WORK REQUIRED:
Take the records below and copy them exactly.

INFORMATION PROVIDED:
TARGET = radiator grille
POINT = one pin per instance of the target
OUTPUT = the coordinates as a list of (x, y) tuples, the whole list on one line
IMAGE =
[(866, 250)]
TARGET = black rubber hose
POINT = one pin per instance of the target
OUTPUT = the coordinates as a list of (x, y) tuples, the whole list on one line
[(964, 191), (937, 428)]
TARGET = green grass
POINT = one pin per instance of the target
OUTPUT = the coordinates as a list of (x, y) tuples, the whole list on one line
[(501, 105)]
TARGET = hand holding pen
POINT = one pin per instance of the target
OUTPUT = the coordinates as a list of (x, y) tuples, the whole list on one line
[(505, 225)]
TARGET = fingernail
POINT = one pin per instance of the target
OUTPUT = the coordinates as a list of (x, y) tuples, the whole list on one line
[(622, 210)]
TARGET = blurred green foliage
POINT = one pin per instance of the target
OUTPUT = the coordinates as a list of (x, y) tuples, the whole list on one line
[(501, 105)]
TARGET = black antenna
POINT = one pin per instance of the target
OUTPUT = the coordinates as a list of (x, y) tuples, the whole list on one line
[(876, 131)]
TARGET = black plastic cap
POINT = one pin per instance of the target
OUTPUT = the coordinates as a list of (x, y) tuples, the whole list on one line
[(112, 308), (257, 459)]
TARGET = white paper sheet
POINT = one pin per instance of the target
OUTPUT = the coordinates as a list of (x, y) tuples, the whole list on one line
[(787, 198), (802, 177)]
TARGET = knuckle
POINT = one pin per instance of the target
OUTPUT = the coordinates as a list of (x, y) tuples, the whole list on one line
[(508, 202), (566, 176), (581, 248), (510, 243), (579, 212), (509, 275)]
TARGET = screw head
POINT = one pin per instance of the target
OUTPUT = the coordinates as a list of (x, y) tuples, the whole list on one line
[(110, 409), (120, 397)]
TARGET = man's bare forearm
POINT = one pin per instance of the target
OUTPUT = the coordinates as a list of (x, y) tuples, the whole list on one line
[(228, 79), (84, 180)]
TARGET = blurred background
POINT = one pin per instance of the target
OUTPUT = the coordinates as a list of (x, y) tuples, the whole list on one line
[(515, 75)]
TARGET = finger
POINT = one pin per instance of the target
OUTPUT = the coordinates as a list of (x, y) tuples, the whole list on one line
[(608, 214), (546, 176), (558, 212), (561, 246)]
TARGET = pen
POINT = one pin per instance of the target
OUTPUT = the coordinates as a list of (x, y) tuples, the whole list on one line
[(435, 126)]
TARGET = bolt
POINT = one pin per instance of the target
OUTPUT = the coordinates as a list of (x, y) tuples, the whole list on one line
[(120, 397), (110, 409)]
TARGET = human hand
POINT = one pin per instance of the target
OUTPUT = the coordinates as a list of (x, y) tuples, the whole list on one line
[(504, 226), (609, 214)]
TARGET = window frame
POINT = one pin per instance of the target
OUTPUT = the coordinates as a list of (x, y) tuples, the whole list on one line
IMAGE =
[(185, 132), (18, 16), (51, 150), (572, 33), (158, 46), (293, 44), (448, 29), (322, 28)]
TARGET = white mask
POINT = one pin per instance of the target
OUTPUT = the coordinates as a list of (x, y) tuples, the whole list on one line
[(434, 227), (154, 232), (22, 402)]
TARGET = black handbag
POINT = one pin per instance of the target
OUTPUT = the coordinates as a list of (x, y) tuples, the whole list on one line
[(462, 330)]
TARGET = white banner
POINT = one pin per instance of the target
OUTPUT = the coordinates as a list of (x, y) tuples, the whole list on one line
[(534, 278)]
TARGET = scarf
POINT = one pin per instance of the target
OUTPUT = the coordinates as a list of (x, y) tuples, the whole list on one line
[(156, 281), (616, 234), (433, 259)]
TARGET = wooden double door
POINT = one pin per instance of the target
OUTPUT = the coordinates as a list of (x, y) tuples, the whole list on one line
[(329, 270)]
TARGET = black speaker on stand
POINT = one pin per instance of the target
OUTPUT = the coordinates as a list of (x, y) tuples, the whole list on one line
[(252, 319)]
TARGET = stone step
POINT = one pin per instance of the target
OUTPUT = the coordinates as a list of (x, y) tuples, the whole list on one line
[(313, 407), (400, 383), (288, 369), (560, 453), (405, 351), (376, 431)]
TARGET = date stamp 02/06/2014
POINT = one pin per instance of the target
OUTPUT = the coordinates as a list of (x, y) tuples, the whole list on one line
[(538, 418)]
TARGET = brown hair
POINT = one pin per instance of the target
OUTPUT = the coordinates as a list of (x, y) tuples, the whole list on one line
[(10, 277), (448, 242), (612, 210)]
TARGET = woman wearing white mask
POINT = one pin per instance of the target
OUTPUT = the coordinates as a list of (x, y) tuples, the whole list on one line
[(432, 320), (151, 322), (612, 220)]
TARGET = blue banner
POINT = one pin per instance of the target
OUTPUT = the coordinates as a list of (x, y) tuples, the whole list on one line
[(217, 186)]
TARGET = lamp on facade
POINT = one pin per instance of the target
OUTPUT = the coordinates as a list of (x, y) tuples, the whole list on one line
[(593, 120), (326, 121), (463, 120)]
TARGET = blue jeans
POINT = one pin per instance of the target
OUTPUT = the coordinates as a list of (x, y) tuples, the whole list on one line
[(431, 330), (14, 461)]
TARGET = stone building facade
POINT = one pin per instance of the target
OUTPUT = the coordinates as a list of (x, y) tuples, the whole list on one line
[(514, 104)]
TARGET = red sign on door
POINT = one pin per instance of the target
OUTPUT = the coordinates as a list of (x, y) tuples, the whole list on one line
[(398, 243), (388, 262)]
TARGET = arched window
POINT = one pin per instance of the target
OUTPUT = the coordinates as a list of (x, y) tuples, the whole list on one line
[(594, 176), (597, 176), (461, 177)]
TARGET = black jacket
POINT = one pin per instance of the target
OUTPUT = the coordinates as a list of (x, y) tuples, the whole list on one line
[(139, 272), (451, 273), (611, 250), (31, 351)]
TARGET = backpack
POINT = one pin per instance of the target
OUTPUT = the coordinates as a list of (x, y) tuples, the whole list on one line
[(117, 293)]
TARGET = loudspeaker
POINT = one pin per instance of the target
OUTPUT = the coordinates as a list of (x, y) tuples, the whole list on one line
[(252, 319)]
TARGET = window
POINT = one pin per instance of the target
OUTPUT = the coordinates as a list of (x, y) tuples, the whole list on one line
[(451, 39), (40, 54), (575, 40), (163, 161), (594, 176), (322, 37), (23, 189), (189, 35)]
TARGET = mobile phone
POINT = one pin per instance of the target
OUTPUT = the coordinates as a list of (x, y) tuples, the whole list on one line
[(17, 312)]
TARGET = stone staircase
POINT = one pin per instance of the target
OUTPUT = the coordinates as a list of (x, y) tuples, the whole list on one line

SOLUTION TO THE EXERCISE:
TARGET = radiator grille
POINT = one pin per instance of the target
OUTPUT = the coordinates as a list of (x, y) tuples, the whole list on one line
IMAGE =
[(866, 250)]
TARGET = black rubber hose
POINT = one pin per instance of the target
OUTPUT = the coordinates as a list of (x, y) tuples, the whole list on one line
[(964, 191), (937, 428)]
TARGET = green grass
POINT = one pin per instance of the target
OUTPUT = the coordinates as a list of (x, y) tuples, the whole list on one line
[(501, 105)]
TARGET = hand holding pen
POINT = one pin per instance of the target
OUTPUT = the coordinates as a list of (x, y) tuples, the whole list on one line
[(505, 225)]
TARGET = fingernail
POINT = one pin per instance of the target
OUTPUT = the coordinates as a list of (x, y) tuples, the whole list on one line
[(622, 210)]
TARGET = blurred green foliage
POINT = one pin per instance of the target
OUTPUT = the coordinates as a list of (x, y) tuples, the whole list on one line
[(501, 105)]
TARGET = black antenna
POINT = one pin per instance of the target
OUTPUT = the coordinates as a list of (x, y) tuples, the whole list on one line
[(876, 131)]
TARGET = black plastic cap
POINT = one pin per instance of the target
OUTPUT = the coordinates as a list of (x, y) tuples, the whole list on one line
[(112, 308), (257, 459)]
TARGET = white paper sheet
POINT = one pin per instance of the target
OUTPUT = the coordinates as a list of (x, y) tuples, the whole list on one line
[(787, 198), (802, 177)]
TARGET = knuckle
POINT = one pin per instance of the target
OUTPUT = the coordinates as a list of (x, y) tuples, the whole list on one line
[(508, 202), (566, 176), (581, 248), (510, 243), (579, 212), (509, 275)]
TARGET = screw head
POINT = one pin per instance of the target
OUTPUT = the coordinates as a list of (x, y) tuples, the whole list on one line
[(110, 409), (120, 397)]
TARGET = man's bare forearm
POINT = one pin per instance of the target
OUTPUT = the coordinates as a list of (x, y) tuples, the whole list on one line
[(228, 79), (84, 180)]
TARGET = blurred background
POINT = one pin per instance of the target
OUTPUT = the coordinates as a list of (x, y) tuples, the whole list on one line
[(515, 75)]
TARGET = finger
POINT = one pin per instance of the target
OUTPUT = the coordinates as a list of (x, y) tuples, the whole list on one line
[(608, 214), (546, 176), (558, 212), (561, 246)]
TARGET = pen
POINT = one pin per instance of the target
OUTPUT = the coordinates as a list of (x, y) tuples, the whole list on one line
[(435, 126)]
TARGET = bolt
POINT = one pin per instance of the target
OUTPUT = the coordinates as a list of (x, y) tuples, the whole list on one line
[(120, 397), (110, 409)]
TARGET = human hand
POINT = one pin per instance of the target
OUTPUT = the coordinates as a list of (x, y) tuples, the whole list on one line
[(504, 226), (609, 214)]
TARGET = window frame
POINT = one pin per instance of the target
OUTPUT = the coordinates as a list of (x, y) tuples, the whole list on one line
IMAGE =
[(185, 132), (18, 16), (51, 150), (572, 33), (158, 46), (293, 44), (448, 29), (322, 28)]
TARGET = white mask
POINT = one pin per instance of the target
OUTPUT = the coordinates as a list of (x, y) tuples, the whole list on one line
[(434, 227), (154, 232), (22, 402)]
TARGET = black handbag
POINT = one pin per instance of the target
OUTPUT = the coordinates as a list of (x, y) tuples, the whole list on one line
[(462, 330)]
TARGET = white banner
POINT = one pin per instance of the target
OUTPUT = the coordinates as a list of (x, y) tuples, the whole list on one line
[(534, 278)]
TARGET = scarf
POINT = one pin per instance of the target
OUTPUT = the coordinates as a list of (x, y) tuples, the whole list on one line
[(156, 281), (616, 234), (433, 259)]
TARGET = wooden double door
POINT = one pin per instance of the target
OUTPUT = the coordinates as a list of (x, y) tuples, the whole list on one line
[(329, 270)]
TARGET = black speaker on stand
POINT = one pin per instance of the target
OUTPUT = the coordinates as a list of (x, y) tuples, the whole list on one line
[(252, 319)]
TARGET = stone step
POINT = one pin per instance of the target
OUTPUT = the coordinates as a list of (x, y) tuples, the whole list on one line
[(313, 407), (400, 383), (288, 369), (560, 453), (405, 351), (376, 431)]
TARGET = date stamp 02/06/2014
POINT = one pin per instance of the target
OUTPUT = the coordinates as a list of (x, y) tuples, the whole list on one line
[(538, 418)]
TARGET = brown hair
POINT = one pin per instance of the target
OUTPUT = the coordinates as a list of (x, y) tuples, the whole list on one line
[(10, 277), (448, 242), (612, 210)]
TARGET = woman wearing white mask
POINT = one pin per instance of the target
OUTPUT = the coordinates as a list of (x, y) tuples, the whole list on one line
[(432, 320), (151, 322), (612, 220)]
TARGET = blue banner
POINT = one pin per instance of the target
OUTPUT = the coordinates as a list of (x, y) tuples, the whole list on one line
[(217, 186)]
TARGET = lamp on facade
POINT = one pin per instance of the target
OUTPUT = the coordinates as a list of (x, y) tuples, the whole list on one line
[(593, 120), (326, 121), (463, 120)]
TARGET = blue jeans
POINT = one pin per instance of the target
OUTPUT = the coordinates as a list of (x, y) tuples, the whole list on one line
[(431, 330), (14, 461)]
TARGET = stone building facade
POINT = one pin per instance of the target
OUTPUT = the coordinates as a list of (x, y) tuples, the whole list on one line
[(514, 104)]
TARGET = red sign on door
POINT = one pin per instance of the target
OUTPUT = the coordinates as a list of (x, y) tuples, the whole list on one line
[(398, 243), (388, 262)]
TARGET = arched window
POINT = one pin per instance of the target
OUTPUT = the coordinates as a list of (x, y) tuples, the whole list on one line
[(594, 176), (597, 176), (461, 177)]
TARGET = black jacket
POINT = one pin per instance of the target
OUTPUT = the coordinates as a list of (x, y) tuples, the whole list on one line
[(139, 272), (451, 273), (611, 250), (31, 351)]
TARGET = backpack
POINT = one pin per instance of the target
OUTPUT = the coordinates as a list of (x, y) tuples, the whole list on one line
[(117, 293)]
TARGET = loudspeaker
POINT = one pin per instance of the target
OUTPUT = the coordinates as a list of (x, y) tuples, the whole list on one line
[(252, 319)]
TARGET = window
POINT = one pin per instance of the target
OUTPUT = the coordinates as a list of (x, y) tuples, the whole list on one line
[(451, 39), (40, 54), (575, 40), (163, 161), (594, 176), (322, 37), (23, 189), (189, 35)]
TARGET = mobile phone
POINT = one pin per instance of the target
OUTPUT = the coordinates as a list of (x, y) tuples, the whole list on one line
[(17, 312)]
TARGET = stone staircase
POINT = one pin per instance of the target
OUTPUT = the coordinates as a list of (x, y) tuples, the whole list on one line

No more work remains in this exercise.